> **DIRECTIONS**: Your reply should contain only the line with "the dry stubble" and the lines after it through the end of the data, each written out exactly.

> **SUPPLIED MATERIAL**:
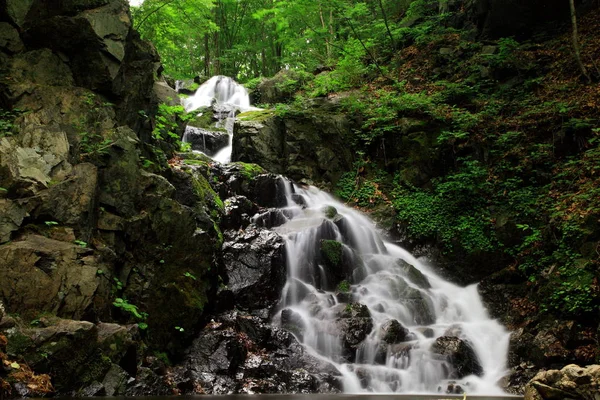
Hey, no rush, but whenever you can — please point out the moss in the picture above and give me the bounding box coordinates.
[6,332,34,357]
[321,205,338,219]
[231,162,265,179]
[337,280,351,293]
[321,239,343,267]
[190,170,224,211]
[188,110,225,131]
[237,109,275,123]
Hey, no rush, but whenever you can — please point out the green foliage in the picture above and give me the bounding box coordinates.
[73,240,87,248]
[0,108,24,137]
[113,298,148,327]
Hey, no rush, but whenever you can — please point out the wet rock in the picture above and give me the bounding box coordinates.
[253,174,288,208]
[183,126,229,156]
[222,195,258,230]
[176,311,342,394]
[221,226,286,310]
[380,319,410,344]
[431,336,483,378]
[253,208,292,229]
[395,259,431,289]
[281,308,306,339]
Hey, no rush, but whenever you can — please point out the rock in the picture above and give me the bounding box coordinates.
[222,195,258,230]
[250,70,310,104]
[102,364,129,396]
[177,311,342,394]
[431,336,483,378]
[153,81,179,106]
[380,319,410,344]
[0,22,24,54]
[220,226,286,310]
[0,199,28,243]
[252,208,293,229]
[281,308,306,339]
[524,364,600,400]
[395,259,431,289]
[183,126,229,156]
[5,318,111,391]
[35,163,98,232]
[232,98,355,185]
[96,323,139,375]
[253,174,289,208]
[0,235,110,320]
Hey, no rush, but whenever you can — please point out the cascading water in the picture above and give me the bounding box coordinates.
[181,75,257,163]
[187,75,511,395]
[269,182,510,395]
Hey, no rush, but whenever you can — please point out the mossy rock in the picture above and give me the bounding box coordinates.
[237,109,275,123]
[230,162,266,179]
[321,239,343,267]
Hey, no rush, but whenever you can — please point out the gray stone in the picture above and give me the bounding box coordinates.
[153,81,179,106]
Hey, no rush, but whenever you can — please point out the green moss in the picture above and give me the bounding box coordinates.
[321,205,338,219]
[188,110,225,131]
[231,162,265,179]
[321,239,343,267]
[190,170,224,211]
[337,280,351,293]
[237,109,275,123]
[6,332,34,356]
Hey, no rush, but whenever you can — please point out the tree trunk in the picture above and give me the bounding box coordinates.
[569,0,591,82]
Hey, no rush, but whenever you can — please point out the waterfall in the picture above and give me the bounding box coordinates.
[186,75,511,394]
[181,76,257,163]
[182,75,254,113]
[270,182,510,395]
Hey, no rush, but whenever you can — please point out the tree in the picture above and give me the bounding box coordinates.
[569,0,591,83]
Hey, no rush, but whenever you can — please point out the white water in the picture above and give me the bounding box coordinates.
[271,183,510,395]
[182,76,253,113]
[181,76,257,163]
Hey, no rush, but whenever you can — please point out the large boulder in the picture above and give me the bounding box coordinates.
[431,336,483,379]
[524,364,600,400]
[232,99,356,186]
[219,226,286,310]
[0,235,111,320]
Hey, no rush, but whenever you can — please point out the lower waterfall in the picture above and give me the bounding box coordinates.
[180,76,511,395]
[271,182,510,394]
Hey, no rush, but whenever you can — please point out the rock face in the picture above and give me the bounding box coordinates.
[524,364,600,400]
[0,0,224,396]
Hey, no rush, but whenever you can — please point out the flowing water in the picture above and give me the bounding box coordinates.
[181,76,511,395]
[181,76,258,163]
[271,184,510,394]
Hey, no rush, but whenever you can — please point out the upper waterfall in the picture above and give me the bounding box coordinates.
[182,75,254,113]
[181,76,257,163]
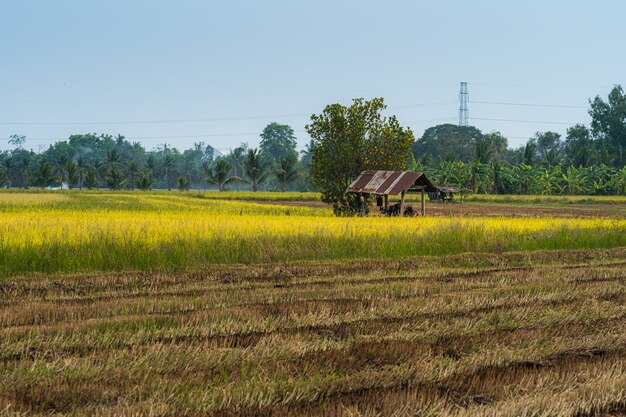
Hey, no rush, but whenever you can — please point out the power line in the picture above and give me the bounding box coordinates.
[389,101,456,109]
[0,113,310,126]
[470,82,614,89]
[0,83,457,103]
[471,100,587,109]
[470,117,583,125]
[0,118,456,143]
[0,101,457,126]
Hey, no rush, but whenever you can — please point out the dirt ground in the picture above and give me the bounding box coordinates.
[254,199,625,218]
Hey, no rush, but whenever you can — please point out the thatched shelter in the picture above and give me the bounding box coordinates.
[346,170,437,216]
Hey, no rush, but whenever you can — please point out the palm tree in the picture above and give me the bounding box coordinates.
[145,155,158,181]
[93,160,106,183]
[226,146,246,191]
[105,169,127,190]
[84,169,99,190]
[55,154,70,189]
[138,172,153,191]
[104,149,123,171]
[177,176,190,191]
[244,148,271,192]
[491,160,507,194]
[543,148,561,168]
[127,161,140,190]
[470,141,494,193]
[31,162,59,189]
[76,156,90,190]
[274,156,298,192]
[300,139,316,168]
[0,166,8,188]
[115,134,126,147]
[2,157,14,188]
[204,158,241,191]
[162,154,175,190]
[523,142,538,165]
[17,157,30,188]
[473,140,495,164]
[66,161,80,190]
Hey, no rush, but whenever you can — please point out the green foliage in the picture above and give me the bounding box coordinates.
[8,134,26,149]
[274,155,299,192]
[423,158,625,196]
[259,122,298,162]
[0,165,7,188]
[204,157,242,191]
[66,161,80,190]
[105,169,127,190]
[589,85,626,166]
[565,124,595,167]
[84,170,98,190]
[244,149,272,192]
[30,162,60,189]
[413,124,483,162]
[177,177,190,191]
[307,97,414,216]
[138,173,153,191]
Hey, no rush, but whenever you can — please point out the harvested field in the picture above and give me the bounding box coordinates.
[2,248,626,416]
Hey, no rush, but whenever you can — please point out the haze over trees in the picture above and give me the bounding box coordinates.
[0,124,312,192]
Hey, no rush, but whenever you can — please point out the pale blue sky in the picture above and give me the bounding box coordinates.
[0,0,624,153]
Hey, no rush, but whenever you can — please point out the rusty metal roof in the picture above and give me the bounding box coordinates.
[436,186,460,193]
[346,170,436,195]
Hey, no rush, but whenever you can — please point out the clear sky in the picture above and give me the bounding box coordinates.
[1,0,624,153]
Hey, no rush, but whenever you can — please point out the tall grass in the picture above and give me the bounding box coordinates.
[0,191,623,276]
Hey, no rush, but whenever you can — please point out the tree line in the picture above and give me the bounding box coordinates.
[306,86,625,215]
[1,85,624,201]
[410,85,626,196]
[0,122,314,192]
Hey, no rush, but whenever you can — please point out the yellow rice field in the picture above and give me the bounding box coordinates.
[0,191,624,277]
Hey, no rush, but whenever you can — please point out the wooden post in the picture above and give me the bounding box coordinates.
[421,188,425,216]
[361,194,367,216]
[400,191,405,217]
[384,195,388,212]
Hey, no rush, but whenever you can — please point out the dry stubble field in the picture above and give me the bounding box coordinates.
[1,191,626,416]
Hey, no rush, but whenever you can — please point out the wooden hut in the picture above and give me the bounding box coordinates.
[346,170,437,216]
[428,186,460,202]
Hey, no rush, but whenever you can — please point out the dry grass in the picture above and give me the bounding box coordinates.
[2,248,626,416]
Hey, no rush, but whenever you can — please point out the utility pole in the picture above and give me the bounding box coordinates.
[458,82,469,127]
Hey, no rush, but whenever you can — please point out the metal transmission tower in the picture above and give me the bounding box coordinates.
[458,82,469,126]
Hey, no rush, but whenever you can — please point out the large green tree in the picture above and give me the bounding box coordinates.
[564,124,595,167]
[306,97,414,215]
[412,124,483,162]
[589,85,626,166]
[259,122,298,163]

> **RESPONSE TO THIS EXERCISE**:
Hey, no rush, but whenever you can — please point out the dry stubble field in the picture above and give me the bounding box coordinates.
[1,191,626,416]
Hey, no rush, but whenever you can — please point out the wooden hut in the picture above and give me the bounding box coordinates.
[346,170,437,216]
[428,186,460,202]
Hey, no rush, but whenever you can — please point out the dry grass in the picture above and give me the bounding box coordinates.
[2,248,626,416]
Hey, no rush, but whenever you can — please point out the utility pole in the picture above and give me the bounding box coordinates.
[458,82,469,127]
Hey, no rush, but whenever you can — please point out the metal transmission tower in the picture above and give me the bounding box coordinates.
[458,82,469,126]
Hey, no rush, but whenever you can — please point out the large green tree in the picture above and give me the bounding box coordinates.
[564,124,595,167]
[306,97,414,215]
[412,124,483,162]
[589,85,626,166]
[259,122,298,163]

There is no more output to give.